EXERCISE DETAILS -> Within the records below, filter for lines carrying the word "chair" and copy them.
+++ GIVEN RECORDS
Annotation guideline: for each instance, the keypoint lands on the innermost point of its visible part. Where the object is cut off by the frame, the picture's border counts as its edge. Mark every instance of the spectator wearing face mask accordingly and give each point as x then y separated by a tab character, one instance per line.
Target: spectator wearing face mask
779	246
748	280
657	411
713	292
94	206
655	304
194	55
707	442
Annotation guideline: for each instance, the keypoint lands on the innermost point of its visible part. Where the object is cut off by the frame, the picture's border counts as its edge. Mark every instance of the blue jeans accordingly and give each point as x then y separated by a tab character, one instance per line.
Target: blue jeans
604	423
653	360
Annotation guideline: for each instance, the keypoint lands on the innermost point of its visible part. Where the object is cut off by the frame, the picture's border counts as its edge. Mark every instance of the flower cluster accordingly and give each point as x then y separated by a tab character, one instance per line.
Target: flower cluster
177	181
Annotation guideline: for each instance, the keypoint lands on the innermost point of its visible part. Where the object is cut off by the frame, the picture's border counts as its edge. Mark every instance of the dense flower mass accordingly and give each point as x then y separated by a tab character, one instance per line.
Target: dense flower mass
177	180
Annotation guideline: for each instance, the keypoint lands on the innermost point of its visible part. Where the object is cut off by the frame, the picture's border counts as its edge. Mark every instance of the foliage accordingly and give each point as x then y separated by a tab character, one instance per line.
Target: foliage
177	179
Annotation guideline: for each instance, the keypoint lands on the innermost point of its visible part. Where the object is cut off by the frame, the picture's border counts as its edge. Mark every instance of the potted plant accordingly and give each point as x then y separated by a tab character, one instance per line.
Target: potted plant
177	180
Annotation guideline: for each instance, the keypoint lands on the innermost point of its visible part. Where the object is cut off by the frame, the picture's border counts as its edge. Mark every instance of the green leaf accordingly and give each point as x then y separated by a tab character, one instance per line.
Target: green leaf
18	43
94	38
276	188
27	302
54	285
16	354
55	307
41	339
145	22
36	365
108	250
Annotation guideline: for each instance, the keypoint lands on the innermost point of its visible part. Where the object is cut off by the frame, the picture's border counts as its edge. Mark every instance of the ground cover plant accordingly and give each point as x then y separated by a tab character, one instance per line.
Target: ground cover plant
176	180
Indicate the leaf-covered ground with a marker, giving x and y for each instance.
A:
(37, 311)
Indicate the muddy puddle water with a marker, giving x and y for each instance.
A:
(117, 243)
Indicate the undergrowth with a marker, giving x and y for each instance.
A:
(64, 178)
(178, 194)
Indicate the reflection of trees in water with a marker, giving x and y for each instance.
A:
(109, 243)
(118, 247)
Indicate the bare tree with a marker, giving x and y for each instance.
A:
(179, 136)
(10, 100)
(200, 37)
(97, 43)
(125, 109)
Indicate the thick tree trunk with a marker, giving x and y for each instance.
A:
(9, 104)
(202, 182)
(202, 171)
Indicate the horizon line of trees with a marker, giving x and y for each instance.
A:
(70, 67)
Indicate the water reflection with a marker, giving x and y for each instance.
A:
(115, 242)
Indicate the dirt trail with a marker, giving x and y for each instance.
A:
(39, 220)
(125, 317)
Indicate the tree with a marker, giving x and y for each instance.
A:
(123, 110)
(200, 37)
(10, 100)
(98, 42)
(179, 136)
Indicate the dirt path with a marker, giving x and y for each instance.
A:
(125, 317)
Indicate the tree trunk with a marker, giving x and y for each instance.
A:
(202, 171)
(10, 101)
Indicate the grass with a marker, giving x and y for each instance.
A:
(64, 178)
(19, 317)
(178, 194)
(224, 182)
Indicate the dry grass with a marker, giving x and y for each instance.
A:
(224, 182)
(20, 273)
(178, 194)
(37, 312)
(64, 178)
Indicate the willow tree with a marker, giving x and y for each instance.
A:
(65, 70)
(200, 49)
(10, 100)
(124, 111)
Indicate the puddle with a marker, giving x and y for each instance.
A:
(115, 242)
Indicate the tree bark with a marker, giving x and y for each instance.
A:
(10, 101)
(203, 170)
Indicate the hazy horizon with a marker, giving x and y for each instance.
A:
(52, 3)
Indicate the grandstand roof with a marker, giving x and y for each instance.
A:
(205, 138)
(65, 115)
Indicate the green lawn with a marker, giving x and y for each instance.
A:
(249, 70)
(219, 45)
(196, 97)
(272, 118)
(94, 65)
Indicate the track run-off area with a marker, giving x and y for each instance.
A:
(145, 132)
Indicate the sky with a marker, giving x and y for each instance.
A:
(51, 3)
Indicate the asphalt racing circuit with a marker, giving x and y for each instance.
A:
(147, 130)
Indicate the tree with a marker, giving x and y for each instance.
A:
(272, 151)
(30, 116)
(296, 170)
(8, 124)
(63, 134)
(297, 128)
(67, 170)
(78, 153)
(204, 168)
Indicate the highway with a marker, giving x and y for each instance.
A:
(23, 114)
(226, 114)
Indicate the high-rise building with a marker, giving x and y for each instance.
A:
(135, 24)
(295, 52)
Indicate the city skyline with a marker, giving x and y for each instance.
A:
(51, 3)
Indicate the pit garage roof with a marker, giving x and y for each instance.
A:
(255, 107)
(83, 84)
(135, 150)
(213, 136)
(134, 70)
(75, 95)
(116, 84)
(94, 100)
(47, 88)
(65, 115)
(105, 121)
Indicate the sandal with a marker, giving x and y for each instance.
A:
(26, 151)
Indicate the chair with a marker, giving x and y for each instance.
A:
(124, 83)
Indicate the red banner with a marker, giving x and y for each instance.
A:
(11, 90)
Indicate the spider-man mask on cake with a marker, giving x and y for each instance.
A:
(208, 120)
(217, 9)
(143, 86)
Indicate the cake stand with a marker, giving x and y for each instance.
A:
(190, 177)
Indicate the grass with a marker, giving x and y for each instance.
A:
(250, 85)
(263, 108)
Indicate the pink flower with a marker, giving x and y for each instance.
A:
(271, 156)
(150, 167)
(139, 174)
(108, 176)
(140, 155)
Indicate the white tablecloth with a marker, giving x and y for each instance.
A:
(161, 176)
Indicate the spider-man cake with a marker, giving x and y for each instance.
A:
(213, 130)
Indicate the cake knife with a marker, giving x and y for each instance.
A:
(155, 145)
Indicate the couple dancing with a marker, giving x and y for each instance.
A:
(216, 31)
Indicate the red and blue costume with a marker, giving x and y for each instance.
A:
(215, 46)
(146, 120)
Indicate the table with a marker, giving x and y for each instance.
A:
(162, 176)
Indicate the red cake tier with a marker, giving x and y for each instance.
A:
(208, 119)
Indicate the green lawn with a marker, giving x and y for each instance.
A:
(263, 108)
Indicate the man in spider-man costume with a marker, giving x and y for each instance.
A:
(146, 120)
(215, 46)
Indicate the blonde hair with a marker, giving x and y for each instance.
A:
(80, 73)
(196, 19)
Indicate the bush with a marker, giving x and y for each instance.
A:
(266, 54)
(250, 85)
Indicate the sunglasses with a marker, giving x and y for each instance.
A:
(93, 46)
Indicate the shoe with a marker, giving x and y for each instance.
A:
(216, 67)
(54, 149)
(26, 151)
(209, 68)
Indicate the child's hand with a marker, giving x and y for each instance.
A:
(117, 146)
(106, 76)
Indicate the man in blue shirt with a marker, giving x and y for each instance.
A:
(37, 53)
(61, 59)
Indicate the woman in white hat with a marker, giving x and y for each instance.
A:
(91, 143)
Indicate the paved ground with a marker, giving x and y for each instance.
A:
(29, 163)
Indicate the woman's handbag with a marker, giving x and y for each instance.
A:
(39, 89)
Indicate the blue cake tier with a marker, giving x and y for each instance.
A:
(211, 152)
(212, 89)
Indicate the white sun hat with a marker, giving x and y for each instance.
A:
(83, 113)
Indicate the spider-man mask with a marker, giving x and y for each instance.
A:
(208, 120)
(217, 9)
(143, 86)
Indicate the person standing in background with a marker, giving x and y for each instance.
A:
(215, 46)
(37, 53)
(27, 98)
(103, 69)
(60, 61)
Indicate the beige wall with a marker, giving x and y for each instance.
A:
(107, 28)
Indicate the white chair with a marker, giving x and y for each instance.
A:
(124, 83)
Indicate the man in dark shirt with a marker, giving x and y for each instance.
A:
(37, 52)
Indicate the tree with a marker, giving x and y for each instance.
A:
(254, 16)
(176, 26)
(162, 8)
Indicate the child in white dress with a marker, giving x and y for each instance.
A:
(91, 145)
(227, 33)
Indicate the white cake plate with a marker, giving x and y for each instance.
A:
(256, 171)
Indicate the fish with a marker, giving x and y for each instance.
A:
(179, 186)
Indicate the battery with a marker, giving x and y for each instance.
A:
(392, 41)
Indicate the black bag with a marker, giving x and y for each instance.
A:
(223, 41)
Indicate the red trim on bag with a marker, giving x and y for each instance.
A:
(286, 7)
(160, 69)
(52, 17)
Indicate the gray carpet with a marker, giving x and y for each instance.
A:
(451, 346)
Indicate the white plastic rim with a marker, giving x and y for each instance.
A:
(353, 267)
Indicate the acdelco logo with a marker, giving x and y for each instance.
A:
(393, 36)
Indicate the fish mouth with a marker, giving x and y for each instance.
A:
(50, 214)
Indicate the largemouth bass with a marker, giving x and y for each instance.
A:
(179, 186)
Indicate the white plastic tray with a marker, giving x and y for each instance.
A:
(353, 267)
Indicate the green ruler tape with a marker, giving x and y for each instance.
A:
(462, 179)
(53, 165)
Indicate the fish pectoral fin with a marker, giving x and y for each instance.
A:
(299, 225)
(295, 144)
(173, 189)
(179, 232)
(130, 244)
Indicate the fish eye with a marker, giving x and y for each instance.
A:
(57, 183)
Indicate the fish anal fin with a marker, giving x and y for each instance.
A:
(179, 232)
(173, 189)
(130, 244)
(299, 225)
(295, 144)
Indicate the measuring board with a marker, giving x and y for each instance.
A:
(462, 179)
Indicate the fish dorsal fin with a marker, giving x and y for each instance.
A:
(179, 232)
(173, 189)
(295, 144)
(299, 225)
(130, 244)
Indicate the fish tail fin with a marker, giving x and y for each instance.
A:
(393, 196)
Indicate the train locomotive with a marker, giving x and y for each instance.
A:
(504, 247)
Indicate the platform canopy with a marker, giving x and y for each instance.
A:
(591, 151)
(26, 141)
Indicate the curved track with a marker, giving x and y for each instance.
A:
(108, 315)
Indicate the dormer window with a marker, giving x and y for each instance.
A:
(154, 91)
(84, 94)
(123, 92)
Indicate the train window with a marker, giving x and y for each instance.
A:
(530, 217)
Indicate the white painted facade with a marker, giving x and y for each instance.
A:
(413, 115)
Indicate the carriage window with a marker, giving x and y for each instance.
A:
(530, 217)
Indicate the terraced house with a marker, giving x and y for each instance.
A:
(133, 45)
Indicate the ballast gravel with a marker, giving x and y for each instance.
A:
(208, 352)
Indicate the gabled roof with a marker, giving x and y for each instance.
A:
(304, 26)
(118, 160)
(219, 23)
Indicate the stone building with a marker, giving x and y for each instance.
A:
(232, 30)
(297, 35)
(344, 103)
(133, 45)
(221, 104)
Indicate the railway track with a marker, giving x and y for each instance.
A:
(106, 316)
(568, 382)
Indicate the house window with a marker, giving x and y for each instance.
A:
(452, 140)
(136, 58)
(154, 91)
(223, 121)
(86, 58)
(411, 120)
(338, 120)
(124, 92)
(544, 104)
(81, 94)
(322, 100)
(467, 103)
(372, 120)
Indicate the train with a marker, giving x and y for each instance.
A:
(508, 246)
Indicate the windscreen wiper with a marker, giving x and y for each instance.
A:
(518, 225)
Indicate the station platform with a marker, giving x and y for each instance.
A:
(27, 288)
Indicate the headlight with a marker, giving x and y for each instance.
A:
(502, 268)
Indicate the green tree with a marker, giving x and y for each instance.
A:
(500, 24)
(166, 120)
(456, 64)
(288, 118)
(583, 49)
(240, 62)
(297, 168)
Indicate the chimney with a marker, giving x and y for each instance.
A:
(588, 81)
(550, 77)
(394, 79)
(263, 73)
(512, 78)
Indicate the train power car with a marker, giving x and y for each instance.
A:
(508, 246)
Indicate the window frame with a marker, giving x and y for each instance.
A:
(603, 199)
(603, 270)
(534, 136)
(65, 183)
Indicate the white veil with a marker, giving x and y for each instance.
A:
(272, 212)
++++++
EXERCISE OUTPUT ->
Indicate the chair with a marker, giving x and y for each instance.
Indicate the white chair with a marker, giving x and y for each instance.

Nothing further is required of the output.